### Records to use
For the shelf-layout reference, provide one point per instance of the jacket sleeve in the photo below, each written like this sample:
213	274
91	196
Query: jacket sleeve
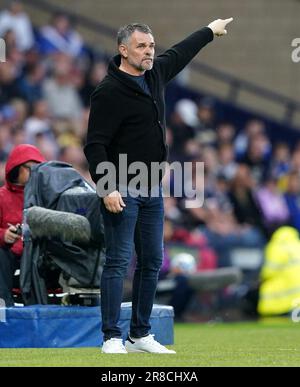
172	61
102	128
2	230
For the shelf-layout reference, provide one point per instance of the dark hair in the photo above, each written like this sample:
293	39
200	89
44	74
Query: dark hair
125	32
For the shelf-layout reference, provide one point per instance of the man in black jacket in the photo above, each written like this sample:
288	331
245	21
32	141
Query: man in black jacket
127	117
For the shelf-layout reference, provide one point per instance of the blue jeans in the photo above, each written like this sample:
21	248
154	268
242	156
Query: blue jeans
140	224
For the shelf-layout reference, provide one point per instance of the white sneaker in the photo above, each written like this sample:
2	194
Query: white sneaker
145	344
113	346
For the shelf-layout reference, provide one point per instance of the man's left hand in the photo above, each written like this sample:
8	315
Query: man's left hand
218	26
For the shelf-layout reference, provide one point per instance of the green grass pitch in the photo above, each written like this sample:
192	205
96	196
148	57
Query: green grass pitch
273	343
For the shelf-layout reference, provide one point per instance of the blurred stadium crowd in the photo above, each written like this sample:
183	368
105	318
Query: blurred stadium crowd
252	186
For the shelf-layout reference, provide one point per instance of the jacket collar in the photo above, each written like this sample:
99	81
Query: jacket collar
115	72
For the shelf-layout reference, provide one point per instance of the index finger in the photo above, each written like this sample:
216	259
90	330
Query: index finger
228	20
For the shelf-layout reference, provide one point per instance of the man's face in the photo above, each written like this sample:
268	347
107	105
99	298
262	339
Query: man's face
139	51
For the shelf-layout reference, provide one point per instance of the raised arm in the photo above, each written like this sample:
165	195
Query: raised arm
172	61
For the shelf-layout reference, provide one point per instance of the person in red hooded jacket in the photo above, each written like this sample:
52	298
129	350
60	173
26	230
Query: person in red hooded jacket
17	173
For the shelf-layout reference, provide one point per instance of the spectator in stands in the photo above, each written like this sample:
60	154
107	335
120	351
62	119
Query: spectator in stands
242	198
31	84
206	133
280	163
225	133
227	163
16	20
275	212
60	37
60	93
292	196
17	173
38	123
183	122
257	157
252	128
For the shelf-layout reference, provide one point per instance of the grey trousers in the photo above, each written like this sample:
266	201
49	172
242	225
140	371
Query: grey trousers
8	265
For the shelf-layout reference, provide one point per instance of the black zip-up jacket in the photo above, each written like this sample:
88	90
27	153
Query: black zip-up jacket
125	120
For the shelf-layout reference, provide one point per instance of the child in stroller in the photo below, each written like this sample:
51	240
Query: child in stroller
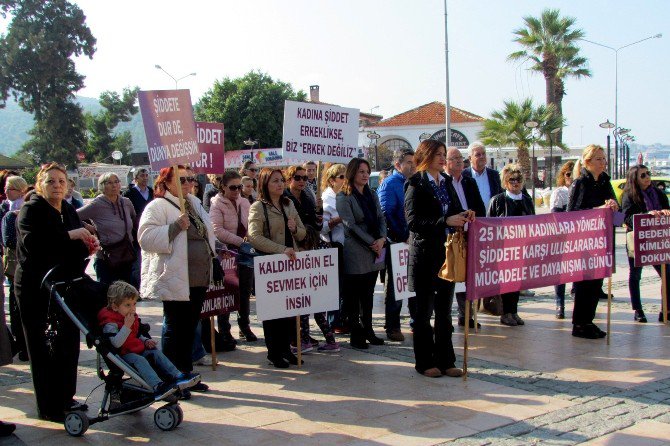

### Task directions
Collect every line of the data above that contains the word "child".

### Full solution
For the shelf-layout reference, provide one point per instance of the child in stroller in the photo below, each written like this sample:
Query: child in stroller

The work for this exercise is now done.